### Selected text
Heritage listed railway bridges in New South Wales

The Coxs River railway bridges are two heritage-listed railway bridges that carry the Main Western Line over the Coxs River at Wallerawang, New South Wales, Australia. The bridges were designed by engineering staff of the New South Wales Government Railways and built in 1870 by day labour. The property is owned by Transport Asset Holding Entity, an agency of the Government of New South Wales. It was added to the New South Wales State Heritage Register on 2 April 1999.

== History ==
By the early 1900s the original single track from Bowenfels to Wallerawang was inadequate for railway operations so plans were made to duplicate that section of line and at the same time ease the grades and flatten some curves.

A major programme of similar works was begun in 1910 and continued until the mid-1920s but, because steel was an expensive import from Britain, the dominant material for bridging the many waterways was bricks, mostly from the 1912 State Brickworks at Homebush and mostly in the form of brick arch culverts and viaducts. The quantity of bricks used in the programme was enormous and the period could be aptly described as the "era of the brick arch".

Normally the 6.1 m clear span would have been bridged by a simple steel plate web girder, but the shortage of steel meant a continuance of brick arch construction. The Bowenfels to Wallerawang work was delayed until after World War I.

This bridge is easily accessible via Springvale Lane which is off the Mudgee Road, south-east of the Wallerawang Power Station.

== Description ==
The bridge is a significant technical accomplishment. It has seventeen stone arch spans totalling 139.6 m and is the longest masonry arch bridge ever built in Australia. Its main span of 16.5 m is also large, being the fifth longest of its type for its age (1870). It is also unusual in having an elliptical arch rib. The main span is flanked by stone buttresses or columns which extend above the deck. The treatment of the spandrel is unusual in that the radial joints of the arch rib are extended out to fill the entire spandrel space The bridge is thus an integral part of a section of the New South Wales rail system of immense historical significance.

The brick double track underbridge over Coxs River, 1923.

The bridge retains its original fabric.

### Activity A
Quote the article on the Coxs River railway bridges from "A major programme" up to and including "World War I.".
### Activity B
Continue the article on the Coxs River railway bridges from the point at which it ends.
The listing after this point is separate material with no connection to the article on the Coxs River railway bridges.

Dataset excerpts
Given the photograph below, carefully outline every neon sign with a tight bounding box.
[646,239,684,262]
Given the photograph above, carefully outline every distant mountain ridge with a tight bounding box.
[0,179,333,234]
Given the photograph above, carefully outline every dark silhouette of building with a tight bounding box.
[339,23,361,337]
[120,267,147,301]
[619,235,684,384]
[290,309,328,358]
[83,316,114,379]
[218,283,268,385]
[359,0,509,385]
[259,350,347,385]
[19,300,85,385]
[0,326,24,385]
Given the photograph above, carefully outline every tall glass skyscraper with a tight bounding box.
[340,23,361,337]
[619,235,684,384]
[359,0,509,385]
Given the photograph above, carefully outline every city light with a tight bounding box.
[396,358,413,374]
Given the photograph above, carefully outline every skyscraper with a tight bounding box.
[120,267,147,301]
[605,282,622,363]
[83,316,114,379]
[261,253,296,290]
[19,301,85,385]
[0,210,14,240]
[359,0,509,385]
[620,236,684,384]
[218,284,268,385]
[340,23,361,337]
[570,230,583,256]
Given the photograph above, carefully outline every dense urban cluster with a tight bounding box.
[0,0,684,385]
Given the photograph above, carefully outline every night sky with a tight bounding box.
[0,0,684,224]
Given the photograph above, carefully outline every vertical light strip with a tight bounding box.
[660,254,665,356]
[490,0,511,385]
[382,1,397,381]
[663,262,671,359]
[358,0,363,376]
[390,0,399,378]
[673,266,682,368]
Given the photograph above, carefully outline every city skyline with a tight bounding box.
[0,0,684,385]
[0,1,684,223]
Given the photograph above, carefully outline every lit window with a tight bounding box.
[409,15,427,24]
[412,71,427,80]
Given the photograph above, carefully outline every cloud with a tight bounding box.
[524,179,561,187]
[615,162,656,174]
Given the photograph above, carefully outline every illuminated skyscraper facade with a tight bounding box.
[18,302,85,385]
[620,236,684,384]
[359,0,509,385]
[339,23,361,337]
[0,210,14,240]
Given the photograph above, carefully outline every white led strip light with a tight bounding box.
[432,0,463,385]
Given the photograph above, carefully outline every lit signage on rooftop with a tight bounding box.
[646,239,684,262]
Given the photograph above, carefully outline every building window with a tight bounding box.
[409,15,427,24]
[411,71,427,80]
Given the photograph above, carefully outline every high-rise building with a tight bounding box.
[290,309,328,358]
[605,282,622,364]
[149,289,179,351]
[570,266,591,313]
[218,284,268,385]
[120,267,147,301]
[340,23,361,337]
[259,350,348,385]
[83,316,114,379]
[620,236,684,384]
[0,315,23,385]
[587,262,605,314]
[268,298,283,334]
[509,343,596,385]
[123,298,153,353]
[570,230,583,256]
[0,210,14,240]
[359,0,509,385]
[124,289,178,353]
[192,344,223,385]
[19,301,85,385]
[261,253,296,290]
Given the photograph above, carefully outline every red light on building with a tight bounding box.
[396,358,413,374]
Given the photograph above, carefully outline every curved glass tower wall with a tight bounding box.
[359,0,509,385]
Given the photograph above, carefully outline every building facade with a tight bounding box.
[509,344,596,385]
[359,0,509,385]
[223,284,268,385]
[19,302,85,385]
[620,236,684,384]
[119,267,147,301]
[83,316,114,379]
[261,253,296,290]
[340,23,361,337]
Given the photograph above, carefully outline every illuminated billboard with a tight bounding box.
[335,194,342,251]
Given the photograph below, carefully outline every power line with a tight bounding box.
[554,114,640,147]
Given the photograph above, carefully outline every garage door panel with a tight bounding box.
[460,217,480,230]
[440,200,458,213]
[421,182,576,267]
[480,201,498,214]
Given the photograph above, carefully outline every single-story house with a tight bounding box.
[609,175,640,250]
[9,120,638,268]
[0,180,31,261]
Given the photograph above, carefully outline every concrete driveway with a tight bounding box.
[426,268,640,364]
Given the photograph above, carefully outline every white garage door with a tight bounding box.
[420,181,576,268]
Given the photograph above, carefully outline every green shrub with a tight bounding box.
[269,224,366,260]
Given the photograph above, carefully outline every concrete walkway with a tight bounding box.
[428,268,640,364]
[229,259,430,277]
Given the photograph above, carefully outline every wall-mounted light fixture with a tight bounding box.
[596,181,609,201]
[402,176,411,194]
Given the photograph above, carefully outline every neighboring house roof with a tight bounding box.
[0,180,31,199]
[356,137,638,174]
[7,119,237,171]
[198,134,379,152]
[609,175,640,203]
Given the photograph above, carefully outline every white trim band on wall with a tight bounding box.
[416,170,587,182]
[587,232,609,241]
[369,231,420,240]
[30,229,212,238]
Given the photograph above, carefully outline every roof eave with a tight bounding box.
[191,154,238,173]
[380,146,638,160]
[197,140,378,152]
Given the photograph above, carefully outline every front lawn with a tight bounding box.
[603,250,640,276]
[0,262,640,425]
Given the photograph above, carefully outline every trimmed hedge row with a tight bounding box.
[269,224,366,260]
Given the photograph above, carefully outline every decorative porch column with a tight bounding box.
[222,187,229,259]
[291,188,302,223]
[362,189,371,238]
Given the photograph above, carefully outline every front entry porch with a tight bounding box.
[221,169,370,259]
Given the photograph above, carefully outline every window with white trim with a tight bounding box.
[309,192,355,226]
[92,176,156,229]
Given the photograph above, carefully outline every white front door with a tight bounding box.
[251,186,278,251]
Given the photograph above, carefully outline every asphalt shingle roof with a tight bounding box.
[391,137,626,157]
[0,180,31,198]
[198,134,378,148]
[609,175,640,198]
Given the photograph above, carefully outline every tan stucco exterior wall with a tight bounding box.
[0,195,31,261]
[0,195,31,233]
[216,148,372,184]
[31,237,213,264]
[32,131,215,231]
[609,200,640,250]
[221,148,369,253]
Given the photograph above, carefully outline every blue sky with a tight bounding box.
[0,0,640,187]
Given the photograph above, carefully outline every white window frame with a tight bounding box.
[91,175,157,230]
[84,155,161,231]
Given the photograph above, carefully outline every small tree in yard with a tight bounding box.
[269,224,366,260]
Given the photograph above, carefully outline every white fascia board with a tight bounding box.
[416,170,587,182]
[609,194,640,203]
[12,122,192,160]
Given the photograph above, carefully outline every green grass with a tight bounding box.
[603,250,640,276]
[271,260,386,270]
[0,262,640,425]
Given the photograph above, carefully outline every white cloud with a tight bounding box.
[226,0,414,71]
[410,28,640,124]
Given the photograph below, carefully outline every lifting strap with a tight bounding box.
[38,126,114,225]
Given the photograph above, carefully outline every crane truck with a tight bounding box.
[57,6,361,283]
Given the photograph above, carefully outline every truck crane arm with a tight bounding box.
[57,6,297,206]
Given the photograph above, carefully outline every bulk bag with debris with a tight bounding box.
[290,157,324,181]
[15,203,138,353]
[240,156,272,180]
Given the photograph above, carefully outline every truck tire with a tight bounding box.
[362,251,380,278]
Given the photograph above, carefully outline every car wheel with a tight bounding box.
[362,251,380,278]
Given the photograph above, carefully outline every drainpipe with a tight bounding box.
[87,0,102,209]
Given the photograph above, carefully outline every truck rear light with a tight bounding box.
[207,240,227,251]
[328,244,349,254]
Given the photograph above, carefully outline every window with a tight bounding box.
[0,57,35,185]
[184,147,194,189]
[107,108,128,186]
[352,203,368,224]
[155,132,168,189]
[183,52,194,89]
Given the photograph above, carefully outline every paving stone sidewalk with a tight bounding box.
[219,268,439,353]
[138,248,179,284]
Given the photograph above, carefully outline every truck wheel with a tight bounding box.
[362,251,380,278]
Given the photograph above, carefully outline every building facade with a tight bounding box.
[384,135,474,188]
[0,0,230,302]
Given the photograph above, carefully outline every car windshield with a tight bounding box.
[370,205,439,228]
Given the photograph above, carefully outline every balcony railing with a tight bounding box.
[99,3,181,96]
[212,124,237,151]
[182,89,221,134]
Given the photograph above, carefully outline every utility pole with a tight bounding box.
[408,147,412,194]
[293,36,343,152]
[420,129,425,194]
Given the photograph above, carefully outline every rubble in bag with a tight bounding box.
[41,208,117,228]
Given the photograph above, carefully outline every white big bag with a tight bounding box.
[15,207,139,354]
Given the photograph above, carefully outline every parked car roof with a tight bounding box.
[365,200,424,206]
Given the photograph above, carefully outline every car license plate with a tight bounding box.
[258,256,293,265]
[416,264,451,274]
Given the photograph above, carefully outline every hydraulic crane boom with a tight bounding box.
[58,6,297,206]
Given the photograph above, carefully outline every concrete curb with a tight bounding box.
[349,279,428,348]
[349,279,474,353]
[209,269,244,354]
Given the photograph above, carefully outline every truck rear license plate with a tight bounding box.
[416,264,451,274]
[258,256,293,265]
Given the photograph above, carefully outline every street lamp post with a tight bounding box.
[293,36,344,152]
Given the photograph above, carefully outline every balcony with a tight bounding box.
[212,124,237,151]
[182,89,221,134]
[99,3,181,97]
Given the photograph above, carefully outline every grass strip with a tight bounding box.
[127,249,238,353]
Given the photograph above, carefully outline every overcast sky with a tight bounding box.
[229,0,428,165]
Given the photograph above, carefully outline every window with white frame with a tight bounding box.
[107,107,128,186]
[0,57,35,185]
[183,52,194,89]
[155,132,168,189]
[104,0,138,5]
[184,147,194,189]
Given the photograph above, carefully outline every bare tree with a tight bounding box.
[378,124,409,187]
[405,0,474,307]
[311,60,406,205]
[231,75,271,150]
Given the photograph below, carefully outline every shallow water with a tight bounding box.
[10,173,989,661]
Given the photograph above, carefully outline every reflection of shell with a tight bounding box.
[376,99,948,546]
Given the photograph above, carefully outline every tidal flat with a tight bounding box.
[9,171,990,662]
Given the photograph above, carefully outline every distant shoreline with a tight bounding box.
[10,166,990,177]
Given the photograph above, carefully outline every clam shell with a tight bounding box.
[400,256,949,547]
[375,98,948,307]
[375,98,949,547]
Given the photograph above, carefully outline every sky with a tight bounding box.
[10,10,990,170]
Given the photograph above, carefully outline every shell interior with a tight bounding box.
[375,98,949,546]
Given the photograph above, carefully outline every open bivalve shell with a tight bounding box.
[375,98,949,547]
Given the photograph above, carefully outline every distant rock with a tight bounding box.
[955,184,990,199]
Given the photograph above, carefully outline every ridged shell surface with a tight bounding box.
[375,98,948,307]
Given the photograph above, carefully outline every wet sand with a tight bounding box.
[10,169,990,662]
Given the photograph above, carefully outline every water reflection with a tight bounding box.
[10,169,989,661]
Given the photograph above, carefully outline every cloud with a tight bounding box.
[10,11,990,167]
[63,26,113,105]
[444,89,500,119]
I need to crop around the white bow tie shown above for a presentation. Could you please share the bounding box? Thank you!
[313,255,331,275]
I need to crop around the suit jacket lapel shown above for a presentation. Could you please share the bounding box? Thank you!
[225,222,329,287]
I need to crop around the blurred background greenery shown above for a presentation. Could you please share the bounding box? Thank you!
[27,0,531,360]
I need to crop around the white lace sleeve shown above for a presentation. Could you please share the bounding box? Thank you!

### Response box A
A major programme of similar works was begun in 1910 and continued until the mid-1920s but, because steel was an expensive import from Britain, the dominant material for bridging the many waterways was bricks, mostly from the 1912 State Brickworks at Homebush and mostly in the form of brick arch culverts and viaducts. The quantity of bricks used in the programme was enormous and the period could be aptly described as the "era of the brick arch".

Normally the 6.1 m clear span would have been bridged by a simple steel plate web girder, but the shortage of steel meant a continuance of brick arch construction. The Bowenfels to Wallerawang work was delayed until after World War I.

### Response box B
== Heritage listing ==
As at 15 March 2006, this 1870 bridge is significant because it is one of the oldest stone arch railway viaducts in New South Wales. It is associated with John Whitton the "father of New South Wales railways", it is an impressive sandstone structure on the outskirts of historic Wallerawang, its construction contributed significantly to the subsequent railway extension to Bathurst and on to western New South Wales and when John Whitton was denied funds to continue with the expensive wrought iron girder bridges he chose the stone arch viaduct for his major bridge works, particularly for the Zig Zag east of Lithgow and the extension west to Wallerawang. It is the largest of Whitton's stone arch viaducts. It is a fine representative example of a stone arch railway viaduct and it retains its original fabric.

Wallerawang rail bridges over Cox's River was listed on the New South Wales State Heritage Register on 2 April 1999 having satisfied the following criteria.

The place is important in demonstrating the course, or pattern, of cultural or natural history in New South Wales.

This bridge is part of the Bowenfels to Wallerawang duplication, the last of such works dominated by brick arch construction.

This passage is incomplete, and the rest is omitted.